— Exercise instructions —
Copy out the stretch of rows below from the line containing "For each instance of the torn" through the line containing "(1138, 208)", both included, with the requests unchanged and only the point coordinates in the answers scaled by 0.25 and rounded to whole numbers, halves up. Give only those lines.

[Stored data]
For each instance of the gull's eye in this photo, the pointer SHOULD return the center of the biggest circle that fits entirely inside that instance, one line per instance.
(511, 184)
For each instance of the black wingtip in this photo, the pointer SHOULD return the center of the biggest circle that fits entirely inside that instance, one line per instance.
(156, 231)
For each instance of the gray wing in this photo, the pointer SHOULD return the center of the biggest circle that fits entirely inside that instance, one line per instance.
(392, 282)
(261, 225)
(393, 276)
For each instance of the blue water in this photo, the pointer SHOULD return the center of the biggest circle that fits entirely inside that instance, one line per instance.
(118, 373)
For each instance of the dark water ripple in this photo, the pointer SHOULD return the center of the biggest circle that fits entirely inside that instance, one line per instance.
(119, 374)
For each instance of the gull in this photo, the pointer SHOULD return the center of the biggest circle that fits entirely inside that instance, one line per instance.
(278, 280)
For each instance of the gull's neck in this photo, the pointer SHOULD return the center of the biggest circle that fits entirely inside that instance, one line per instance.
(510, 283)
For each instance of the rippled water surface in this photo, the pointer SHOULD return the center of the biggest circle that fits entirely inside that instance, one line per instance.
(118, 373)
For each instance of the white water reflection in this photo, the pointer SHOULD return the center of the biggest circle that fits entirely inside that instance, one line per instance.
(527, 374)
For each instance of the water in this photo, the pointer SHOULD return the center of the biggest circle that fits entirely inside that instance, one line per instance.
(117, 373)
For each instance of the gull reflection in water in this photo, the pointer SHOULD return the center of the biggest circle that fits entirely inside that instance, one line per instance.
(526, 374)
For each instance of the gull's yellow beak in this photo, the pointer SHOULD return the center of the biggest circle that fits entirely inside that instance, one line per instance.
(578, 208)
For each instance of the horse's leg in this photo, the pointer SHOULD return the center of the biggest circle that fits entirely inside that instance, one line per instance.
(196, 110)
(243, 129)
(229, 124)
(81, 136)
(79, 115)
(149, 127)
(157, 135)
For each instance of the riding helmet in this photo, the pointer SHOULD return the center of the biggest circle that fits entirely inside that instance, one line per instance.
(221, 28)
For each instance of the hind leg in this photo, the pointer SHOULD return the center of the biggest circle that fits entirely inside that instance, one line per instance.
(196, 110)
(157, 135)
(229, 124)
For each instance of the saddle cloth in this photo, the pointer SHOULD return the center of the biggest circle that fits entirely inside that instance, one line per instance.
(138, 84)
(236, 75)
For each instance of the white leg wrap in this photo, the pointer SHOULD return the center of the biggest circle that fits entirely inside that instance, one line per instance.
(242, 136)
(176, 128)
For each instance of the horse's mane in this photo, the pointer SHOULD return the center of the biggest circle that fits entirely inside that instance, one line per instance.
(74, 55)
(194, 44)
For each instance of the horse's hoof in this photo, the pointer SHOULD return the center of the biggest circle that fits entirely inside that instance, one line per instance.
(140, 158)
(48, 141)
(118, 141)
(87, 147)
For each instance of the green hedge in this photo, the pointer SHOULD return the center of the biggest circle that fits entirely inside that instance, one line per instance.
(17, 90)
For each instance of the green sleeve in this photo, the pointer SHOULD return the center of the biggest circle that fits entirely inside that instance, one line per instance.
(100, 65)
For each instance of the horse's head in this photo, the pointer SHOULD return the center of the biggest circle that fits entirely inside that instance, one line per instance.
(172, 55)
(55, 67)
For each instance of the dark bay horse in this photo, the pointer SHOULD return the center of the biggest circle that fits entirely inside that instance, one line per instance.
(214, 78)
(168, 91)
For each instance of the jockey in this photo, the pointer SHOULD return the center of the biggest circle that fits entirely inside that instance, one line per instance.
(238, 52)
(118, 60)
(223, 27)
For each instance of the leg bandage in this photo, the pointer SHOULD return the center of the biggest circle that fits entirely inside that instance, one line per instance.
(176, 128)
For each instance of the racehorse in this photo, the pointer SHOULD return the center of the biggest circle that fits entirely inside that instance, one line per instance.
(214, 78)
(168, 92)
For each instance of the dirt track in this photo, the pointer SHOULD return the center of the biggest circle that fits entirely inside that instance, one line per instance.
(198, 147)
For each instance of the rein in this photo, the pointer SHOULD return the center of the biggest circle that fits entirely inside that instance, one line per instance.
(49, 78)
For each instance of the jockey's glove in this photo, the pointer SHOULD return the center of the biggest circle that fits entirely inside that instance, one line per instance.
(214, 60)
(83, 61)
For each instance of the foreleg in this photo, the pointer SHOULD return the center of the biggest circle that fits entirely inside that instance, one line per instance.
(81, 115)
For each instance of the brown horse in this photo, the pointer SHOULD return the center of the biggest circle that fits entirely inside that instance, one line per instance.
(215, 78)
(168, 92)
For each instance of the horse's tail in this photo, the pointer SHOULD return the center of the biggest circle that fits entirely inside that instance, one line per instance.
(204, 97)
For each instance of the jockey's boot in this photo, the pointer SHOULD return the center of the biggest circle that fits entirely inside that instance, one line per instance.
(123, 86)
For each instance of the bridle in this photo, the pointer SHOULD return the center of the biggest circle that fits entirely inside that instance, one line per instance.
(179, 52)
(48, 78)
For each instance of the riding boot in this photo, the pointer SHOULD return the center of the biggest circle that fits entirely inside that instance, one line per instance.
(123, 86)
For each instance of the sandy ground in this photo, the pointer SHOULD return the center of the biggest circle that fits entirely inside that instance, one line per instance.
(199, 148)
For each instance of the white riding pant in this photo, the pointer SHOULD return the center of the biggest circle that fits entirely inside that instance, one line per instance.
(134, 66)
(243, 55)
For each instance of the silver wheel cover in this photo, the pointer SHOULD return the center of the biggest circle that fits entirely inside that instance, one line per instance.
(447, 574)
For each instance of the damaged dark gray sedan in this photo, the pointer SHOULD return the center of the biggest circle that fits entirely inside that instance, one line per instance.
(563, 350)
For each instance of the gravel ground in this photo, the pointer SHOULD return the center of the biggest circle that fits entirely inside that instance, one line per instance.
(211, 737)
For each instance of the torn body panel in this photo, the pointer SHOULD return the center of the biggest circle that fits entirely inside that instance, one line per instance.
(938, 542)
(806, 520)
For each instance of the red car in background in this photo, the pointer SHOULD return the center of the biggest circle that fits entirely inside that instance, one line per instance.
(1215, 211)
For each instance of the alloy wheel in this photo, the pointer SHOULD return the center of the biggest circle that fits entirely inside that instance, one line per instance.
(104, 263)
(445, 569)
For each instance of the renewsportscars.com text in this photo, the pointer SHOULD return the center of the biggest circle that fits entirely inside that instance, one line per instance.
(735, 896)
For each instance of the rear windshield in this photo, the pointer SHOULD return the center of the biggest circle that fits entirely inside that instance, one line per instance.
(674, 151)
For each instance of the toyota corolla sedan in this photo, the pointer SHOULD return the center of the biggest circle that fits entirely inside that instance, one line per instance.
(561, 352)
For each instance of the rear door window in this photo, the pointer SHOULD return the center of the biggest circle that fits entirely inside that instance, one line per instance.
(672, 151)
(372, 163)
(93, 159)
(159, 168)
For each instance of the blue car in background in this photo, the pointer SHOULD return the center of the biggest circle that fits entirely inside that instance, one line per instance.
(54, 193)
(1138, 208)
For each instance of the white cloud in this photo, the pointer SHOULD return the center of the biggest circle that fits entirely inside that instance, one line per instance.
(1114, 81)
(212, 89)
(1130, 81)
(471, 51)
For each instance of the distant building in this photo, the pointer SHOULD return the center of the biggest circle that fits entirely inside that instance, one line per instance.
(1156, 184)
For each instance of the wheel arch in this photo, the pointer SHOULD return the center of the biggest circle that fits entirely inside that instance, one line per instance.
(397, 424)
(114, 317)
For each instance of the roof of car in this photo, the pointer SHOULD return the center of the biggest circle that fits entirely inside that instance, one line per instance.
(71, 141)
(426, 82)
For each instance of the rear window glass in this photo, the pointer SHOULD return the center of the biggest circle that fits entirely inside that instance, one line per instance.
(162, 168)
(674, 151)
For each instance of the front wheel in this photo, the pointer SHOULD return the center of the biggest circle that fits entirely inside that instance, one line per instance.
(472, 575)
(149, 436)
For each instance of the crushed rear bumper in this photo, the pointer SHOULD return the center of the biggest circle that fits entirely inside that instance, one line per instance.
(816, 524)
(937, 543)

— Solution to the exercise —
For each instance of the torn body panel in this photo, the pointer SHOULD return the center of the biggest circle that fits entirely inside that instance, one line per instance.
(235, 136)
(202, 130)
For each instance of the red car in background in this photo, the pointer SHOULD return the center of the biggest circle that fits entirely inside that instance, one line per instance.
(304, 53)
For each instance of the alloy wheel in this photo, the pointer SHOULD return the center of the biggest circle that fits entirely inside that instance, one line per instance.
(26, 66)
(111, 142)
For each instance of the renewsportscars.com text in this photo, the pointer SHOULD return the center of the biggest circle that fits entirely inside that instance, one line per instance.
(184, 224)
For each instance of the rear windshield in this photo, the pointer SHOULD return the center of the biggest circle that fits entirely inside that instance, one line per instance.
(169, 38)
For each instance of the toyota corolla sedan in this photo, the pointer SHOULD return the center of the biggest circle that fits entirely inside that instance, one line per instance.
(140, 88)
For each instance of the rear door window in this photo, the pointer SHOULD return the center of the biggest circle that fits entirely inside that instance, one line per instance.
(168, 38)
(93, 41)
(23, 40)
(40, 42)
For each instance of the blue car in background in this photo, the pointer SHOULD return the center of the biggest circle that fits entirely inside that instance, one line per instance.
(14, 48)
(285, 52)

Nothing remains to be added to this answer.